Aim
Can you filter the items below and copy out every line that contains the word "jacket"? Case matters, so a line with a capitalized form of the word doesn't count.

Exercise materials
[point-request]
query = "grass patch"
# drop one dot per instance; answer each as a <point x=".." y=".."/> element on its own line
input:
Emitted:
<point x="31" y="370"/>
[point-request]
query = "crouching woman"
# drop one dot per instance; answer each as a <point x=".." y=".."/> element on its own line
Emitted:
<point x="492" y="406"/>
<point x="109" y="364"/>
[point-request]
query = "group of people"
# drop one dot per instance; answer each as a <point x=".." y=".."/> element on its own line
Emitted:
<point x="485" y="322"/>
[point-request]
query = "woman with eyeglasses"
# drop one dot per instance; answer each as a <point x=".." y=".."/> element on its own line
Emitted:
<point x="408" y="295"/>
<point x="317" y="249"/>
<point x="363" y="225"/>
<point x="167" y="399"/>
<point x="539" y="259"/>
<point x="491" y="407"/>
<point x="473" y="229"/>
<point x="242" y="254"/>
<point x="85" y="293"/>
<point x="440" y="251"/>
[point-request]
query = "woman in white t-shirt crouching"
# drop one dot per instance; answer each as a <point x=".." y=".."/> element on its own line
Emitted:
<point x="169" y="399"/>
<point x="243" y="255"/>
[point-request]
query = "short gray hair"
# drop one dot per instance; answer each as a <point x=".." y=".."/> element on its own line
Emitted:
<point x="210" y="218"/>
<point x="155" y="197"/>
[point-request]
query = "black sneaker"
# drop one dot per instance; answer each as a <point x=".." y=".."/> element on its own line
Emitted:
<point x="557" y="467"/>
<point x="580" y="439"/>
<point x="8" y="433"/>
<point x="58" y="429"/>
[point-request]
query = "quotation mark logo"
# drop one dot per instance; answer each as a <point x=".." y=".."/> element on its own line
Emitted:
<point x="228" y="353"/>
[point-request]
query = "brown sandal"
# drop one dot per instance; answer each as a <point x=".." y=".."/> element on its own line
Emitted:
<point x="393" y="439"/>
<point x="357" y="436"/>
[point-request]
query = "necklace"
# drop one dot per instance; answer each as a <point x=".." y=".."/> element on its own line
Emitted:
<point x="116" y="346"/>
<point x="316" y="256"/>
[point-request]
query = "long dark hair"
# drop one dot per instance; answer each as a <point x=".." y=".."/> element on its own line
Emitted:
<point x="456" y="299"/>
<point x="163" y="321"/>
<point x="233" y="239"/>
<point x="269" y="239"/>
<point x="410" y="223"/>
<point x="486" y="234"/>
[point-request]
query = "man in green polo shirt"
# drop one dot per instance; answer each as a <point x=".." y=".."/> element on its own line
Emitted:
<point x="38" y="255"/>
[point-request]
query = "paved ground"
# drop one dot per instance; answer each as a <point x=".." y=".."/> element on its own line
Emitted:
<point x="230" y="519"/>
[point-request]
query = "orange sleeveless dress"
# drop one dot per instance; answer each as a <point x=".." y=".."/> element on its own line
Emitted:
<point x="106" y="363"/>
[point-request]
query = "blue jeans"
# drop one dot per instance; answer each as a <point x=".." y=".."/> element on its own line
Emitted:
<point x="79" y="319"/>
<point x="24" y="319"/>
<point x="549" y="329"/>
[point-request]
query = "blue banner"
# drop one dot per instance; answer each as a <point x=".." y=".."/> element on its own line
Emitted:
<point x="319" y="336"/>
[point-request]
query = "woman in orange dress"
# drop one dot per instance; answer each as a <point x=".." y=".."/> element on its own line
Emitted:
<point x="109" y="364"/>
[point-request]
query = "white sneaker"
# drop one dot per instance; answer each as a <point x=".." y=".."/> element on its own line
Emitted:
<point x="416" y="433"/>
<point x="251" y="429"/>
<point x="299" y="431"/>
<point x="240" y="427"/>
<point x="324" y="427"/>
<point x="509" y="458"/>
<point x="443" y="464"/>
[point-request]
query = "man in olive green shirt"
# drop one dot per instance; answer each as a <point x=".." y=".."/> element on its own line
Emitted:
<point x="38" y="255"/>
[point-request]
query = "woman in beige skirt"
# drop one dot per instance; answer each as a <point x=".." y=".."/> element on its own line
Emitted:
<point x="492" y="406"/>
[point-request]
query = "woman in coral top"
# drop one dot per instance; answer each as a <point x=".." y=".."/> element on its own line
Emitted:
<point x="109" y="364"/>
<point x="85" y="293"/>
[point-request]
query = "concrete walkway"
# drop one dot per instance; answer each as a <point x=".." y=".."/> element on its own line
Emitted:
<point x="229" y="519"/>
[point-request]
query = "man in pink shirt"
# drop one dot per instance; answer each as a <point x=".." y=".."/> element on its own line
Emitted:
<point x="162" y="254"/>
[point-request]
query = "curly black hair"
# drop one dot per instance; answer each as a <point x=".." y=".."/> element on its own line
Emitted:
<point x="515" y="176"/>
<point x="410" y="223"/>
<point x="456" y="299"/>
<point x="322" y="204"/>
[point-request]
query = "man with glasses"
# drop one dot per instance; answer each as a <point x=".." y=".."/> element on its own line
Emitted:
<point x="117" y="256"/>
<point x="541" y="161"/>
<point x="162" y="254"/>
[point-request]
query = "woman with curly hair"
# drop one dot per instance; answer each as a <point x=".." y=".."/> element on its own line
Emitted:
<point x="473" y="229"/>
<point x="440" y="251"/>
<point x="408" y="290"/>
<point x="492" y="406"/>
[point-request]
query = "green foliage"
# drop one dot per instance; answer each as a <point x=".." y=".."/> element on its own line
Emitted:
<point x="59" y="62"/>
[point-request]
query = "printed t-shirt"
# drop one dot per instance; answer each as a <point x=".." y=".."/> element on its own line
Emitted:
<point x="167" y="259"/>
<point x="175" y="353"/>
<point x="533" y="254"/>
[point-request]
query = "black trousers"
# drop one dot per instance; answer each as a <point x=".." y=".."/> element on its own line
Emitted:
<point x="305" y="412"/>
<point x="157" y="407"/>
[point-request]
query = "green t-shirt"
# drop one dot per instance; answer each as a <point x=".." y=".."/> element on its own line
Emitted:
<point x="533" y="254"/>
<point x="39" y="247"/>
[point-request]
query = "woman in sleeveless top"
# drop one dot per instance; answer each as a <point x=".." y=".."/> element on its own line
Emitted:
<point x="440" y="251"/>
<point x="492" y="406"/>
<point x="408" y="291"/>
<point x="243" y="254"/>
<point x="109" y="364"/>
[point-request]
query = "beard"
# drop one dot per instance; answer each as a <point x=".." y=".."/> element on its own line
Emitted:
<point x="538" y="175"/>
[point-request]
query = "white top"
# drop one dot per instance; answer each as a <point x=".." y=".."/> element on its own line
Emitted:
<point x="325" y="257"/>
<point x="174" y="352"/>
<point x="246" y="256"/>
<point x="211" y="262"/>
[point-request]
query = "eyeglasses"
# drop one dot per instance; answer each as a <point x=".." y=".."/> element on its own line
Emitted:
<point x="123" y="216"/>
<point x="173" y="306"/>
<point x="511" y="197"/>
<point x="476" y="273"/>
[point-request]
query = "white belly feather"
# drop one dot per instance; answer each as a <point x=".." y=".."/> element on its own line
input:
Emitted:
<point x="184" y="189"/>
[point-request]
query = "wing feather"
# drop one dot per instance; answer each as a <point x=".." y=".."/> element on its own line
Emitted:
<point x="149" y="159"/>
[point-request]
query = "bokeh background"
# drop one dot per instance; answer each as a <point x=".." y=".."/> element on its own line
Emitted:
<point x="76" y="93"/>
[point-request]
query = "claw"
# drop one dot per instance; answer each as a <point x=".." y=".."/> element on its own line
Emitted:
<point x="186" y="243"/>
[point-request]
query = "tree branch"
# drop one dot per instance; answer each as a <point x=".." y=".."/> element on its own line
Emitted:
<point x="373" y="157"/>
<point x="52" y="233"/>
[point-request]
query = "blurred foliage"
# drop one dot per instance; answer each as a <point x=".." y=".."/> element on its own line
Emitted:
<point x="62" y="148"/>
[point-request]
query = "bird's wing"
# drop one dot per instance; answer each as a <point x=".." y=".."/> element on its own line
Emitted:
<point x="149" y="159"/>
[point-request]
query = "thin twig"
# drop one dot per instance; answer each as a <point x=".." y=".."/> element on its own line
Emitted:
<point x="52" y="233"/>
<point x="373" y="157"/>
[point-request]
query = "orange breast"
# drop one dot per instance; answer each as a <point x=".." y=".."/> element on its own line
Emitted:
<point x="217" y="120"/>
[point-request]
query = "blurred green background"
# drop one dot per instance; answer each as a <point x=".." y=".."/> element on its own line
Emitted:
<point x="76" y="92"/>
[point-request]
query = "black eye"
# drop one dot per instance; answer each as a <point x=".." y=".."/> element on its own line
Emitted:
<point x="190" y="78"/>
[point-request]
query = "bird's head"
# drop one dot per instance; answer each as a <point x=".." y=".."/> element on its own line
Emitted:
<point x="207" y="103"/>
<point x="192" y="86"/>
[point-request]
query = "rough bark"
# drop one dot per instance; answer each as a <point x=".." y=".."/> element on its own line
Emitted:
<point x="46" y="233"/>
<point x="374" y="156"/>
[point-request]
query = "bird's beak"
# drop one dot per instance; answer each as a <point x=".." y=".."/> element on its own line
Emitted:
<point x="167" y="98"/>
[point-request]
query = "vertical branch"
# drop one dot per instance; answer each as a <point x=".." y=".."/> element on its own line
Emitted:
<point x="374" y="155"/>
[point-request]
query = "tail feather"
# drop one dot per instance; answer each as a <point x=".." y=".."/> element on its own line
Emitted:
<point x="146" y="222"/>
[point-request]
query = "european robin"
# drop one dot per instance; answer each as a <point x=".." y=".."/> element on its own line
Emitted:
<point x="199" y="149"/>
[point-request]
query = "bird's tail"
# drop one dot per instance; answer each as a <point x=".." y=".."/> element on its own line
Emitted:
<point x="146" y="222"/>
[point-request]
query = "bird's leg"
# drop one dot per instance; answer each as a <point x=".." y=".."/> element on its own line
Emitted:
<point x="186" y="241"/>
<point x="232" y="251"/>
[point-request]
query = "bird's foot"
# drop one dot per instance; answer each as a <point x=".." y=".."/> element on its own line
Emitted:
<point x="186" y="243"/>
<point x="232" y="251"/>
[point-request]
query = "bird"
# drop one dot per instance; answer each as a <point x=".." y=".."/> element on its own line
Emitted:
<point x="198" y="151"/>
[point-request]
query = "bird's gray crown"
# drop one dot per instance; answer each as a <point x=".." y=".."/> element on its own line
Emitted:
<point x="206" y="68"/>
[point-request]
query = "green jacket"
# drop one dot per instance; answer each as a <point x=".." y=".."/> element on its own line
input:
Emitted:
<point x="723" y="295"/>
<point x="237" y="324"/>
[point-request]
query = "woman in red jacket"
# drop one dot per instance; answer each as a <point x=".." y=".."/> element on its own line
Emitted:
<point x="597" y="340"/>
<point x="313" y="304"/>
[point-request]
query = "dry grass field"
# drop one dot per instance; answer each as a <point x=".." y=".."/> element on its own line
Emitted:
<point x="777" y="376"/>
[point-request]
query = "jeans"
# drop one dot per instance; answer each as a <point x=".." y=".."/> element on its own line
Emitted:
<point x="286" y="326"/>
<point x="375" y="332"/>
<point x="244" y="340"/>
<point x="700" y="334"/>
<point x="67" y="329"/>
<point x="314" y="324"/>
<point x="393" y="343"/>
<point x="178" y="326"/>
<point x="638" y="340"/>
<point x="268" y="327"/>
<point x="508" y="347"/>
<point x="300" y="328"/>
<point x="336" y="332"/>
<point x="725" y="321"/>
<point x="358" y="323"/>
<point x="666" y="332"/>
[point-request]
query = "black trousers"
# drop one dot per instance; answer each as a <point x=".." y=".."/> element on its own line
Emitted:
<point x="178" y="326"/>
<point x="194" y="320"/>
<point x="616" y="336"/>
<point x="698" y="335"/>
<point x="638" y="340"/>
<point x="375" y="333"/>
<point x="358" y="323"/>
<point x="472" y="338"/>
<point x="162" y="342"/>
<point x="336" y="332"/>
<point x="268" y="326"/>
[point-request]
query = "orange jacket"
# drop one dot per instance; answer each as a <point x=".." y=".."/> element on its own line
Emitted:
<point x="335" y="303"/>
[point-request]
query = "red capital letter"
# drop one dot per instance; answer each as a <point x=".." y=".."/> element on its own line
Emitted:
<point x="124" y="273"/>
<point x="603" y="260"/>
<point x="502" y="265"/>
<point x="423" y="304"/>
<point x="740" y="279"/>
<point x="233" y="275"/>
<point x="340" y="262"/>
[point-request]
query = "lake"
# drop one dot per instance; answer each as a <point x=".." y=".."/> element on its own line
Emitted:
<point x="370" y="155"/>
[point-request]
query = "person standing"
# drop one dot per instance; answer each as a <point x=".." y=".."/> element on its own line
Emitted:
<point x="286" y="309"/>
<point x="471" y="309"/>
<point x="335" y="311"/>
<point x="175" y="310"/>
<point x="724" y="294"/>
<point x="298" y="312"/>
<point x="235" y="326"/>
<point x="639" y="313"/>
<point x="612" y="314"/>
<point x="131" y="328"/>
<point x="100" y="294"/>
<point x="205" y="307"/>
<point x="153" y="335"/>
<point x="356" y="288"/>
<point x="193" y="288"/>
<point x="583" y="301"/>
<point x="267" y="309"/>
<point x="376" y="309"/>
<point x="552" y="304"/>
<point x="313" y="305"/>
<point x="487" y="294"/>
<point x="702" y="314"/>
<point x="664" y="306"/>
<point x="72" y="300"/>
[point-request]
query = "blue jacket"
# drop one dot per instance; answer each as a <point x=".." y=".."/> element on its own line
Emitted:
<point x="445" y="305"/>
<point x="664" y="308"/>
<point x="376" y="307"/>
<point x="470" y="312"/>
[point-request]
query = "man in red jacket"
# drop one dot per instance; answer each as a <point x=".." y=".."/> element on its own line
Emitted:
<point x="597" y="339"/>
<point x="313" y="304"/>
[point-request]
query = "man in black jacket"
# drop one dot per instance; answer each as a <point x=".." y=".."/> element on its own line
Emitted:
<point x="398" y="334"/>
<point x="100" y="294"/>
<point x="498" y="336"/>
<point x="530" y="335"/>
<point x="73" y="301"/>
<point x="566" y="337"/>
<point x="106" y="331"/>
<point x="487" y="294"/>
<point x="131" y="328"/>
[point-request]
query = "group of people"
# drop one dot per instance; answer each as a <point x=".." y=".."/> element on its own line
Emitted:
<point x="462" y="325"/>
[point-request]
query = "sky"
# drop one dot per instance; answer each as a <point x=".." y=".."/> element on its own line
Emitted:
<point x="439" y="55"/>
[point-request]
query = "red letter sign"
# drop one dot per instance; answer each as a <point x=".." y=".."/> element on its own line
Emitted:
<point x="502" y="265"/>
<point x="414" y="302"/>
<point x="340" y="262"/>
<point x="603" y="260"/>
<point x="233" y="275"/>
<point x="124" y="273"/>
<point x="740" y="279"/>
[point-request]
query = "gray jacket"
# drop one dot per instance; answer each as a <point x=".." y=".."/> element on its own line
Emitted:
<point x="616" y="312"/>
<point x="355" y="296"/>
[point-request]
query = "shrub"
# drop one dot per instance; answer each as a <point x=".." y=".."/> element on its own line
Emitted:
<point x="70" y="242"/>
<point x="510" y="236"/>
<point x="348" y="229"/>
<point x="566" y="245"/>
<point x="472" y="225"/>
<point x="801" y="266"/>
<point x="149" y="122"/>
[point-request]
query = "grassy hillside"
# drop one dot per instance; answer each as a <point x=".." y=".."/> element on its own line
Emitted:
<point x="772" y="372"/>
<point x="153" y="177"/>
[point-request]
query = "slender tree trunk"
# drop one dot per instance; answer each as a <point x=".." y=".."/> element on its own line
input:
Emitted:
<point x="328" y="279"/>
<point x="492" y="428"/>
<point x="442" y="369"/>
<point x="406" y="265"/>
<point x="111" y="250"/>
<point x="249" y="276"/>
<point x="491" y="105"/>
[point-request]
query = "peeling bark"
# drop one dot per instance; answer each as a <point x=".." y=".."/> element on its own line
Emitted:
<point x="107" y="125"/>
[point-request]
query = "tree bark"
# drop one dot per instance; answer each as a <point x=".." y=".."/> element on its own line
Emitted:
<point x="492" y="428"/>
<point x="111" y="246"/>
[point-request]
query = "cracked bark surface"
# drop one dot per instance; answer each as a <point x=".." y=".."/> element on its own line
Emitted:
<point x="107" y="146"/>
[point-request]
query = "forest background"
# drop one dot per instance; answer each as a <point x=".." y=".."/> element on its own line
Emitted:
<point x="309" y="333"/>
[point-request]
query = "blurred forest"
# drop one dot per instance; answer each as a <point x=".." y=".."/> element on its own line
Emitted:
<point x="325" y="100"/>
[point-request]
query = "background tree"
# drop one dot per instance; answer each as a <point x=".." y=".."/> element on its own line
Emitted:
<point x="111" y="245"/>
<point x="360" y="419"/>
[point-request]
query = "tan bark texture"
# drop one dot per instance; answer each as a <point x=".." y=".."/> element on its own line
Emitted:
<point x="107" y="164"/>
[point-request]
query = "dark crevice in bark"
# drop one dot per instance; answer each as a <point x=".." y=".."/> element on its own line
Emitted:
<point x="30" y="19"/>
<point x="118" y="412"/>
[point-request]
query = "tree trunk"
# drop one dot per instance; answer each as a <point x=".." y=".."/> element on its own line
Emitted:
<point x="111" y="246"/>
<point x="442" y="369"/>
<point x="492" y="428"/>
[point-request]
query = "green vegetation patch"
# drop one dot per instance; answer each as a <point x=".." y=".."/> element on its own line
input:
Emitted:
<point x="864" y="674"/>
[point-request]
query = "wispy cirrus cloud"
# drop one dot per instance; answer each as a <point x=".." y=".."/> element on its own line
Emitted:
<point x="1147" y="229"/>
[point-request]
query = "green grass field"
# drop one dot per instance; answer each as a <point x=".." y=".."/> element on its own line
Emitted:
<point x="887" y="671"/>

Written reply
query = "green jacket"
query = "woman in red jacket"
query = "orange jacket"
query = "blue jacket"
query = "man in red jacket"
query = "man in black jacket"
query = "gray jacket"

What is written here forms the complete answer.